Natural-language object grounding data
##########

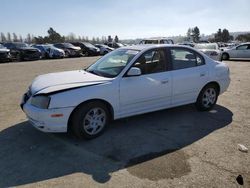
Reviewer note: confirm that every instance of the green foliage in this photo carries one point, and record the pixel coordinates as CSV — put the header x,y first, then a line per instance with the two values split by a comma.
x,y
244,37
53,37
116,39
223,36
193,34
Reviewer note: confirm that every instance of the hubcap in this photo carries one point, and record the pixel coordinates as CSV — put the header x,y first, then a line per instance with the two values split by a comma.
x,y
94,121
209,97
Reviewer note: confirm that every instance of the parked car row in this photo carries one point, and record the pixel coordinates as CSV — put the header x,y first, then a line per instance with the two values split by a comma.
x,y
220,52
18,51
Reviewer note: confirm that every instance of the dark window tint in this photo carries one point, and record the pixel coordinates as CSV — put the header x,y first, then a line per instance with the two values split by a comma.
x,y
184,58
242,47
153,61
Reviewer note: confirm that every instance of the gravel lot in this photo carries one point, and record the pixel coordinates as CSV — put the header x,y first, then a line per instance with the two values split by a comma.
x,y
179,147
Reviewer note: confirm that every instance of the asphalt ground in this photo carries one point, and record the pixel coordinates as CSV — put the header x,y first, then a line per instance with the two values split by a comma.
x,y
178,147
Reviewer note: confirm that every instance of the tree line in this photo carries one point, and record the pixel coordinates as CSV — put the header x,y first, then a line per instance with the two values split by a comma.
x,y
53,37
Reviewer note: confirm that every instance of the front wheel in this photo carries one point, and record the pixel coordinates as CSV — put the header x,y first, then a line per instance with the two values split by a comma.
x,y
90,120
207,98
225,56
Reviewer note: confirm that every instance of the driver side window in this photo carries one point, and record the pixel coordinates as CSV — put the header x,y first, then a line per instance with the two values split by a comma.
x,y
153,61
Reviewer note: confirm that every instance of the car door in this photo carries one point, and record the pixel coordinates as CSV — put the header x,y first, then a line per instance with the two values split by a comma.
x,y
149,91
189,75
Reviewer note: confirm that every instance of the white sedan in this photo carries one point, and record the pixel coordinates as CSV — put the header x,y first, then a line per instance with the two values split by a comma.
x,y
212,50
128,81
241,51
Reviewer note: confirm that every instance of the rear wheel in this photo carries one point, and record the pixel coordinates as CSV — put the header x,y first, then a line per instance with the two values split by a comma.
x,y
90,120
67,54
207,98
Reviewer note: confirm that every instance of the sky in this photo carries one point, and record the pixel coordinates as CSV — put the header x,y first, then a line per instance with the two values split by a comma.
x,y
129,19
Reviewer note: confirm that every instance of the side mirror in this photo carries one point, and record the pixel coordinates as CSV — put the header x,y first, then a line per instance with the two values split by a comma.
x,y
134,71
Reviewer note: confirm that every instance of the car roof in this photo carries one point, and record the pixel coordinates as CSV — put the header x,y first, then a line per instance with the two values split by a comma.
x,y
142,47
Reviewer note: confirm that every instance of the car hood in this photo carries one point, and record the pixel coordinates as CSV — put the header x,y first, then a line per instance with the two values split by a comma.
x,y
55,82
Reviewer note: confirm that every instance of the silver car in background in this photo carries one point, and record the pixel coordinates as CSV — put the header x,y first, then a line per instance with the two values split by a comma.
x,y
212,50
241,51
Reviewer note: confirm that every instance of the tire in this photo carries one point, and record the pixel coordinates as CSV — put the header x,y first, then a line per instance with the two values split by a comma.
x,y
18,57
207,98
67,54
225,56
90,120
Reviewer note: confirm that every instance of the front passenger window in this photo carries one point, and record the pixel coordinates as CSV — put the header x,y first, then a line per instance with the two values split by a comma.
x,y
184,58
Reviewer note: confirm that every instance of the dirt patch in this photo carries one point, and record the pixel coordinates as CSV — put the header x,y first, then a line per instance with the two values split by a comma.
x,y
171,165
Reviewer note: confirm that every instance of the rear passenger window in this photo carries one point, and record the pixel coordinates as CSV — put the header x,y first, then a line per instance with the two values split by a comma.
x,y
153,61
183,58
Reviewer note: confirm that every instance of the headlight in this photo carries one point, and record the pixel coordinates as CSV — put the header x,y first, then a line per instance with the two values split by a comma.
x,y
40,101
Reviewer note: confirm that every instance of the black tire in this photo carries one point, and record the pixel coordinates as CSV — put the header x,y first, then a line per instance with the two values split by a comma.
x,y
80,120
225,56
207,98
18,57
67,54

##########

> Your task
For this exercise, transcribe the entries verbatim and skip all pictures.

> Reply to the task
Reviewer note: confirm that every instance of the green foliage in this photo carries one point, and record the pixel coordinates as CSV — put the header x,y first, then a line per instance with the two values split by a comma.
x,y
244,37
53,37
116,39
223,36
193,34
Reviewer note: confirm that every instance of the hubcap in this photo carries one point, and record the pixel coordinates as CSV — put the header x,y first, then a line per instance with the two values split by a comma.
x,y
94,121
209,97
Reviewer note: confirm that every instance of the parked car row in this photo carries one point, and record the pixel coordinates as CSV — put the header x,y first, then a line per instance with the two values split by a comma.
x,y
220,52
18,51
Reviewer note: confirm that every instance of the dark window tint in this photo carries one point, and record the pixel coordinates as CSV — put the header x,y first, then a line per instance with the two values split by a comma.
x,y
184,58
242,47
153,61
Reviewer note: confirm that every instance of the gravel lot in this photo carries one point, and record the pixel coordinates as CSV — put the header x,y first, then a line per instance with the two values split by a comma.
x,y
179,147
Reviewer note: confirm that every instance of the asphalt ground in this photo carries one point, and record the pixel coordinates as CSV — put the header x,y first, then a line per instance with the two values split by a comma.
x,y
178,147
Reviewer note: confirm that every instance of the tree line in this photo carries one point, and record the pixel coordinates as CSV — put the header x,y first, then a line per instance with the two values split by a comma.
x,y
53,37
Reviewer note: confirm that every instance of the front wheel in this photo carries one point, and record the pixel coordinates as CSV — put the header x,y first, then a line per instance with the two values split by a comma.
x,y
90,120
207,98
225,56
Reviewer note: confirm that every instance of the driver side window in this photo carries one point, and record the pixel coordinates as CSV — put the header x,y first, then a line per instance with the two values split by a comma.
x,y
153,61
Reviewer note: confirm that every instance of the car door in this photo carries one point, and record the pixel coordinates as CSV — put the header x,y first, then a line per instance with the two values split by a comma.
x,y
149,91
189,75
Reviewer note: confirm that every instance of the white sedan in this photo carries one point, and record the pixel coordinates as CSV — put the header x,y first, then a line per instance with the two values split by a comma.
x,y
212,50
128,81
241,51
Reviewer note: confirm that every instance of the rear wheel in this photo carries one point, and record the pixel coordinates as CSV — put the header x,y first, then a line per instance with the two values split by a comma.
x,y
90,120
67,54
207,98
Reviewer note: confirm that every instance of the sky in this photo carries one point, and record the pixel coordinates as CSV — put the header x,y first, then a line per instance with the two values split by a comma.
x,y
129,19
Reviewer note: confirm that every instance of the side mirror in this photo carries one point, and record the pixel coordinates as CSV — put the header x,y first, then a line per instance with the two values split by a comma.
x,y
134,71
Reviewer note: confirm that every instance of the car roof in this photo carries one point, and record the pixel coordinates as CSV — put the header x,y first, then a line per instance with the two values split by a comma.
x,y
142,47
Reviewer note: confirm that every instance of the car hood in this photo carries one point, and record the pixel coordinates as CSV — put the header x,y first, then a line per instance with the two values split by a comma.
x,y
55,82
Reviewer note: confirm that every instance of the silver car in background in this photo carries one point, and record the pixel coordinates as CSV — put the header x,y first, then a line per instance with the two values split by a comma.
x,y
212,50
241,51
Reviewer note: confirm that every instance of the tire in this photo carries one point, and record the pixel coordinates as CSV — put the header x,y first, then a line per instance with the two values split by a comma.
x,y
18,57
207,98
67,54
225,56
90,120
Reviewer note: confirm that every instance of the front passenger window in this photo carries one point, and record the pixel coordinates as CSV — put the header x,y first, then a line per instance with the two values split by a comma.
x,y
184,58
Reviewer note: confirm that every instance of the dirt patch in this photo carries one point, and record the pixel coordinates as CSV — put the header x,y first, then a line per instance with the two values split by a comma.
x,y
171,165
Reviewer note: confirm that every instance of the rear passenger window in this photo carries one point, and record the pixel coordinates as CSV — put the header x,y first, then a line per instance with the two values split by a comma.
x,y
153,61
183,58
Reviewer note: confirm that every instance of the headlight in this photo carries one point, and record the pixel coordinates as CSV — put the header x,y first, then a line per instance with the two values split by a comma.
x,y
40,101
Reviewer note: confirm that every instance of the black tire in this photo carries one point, and record the pixel coordinates as CSV — put the header x,y first, then a line per instance with the two values split by a comma.
x,y
80,120
225,56
207,98
18,57
67,54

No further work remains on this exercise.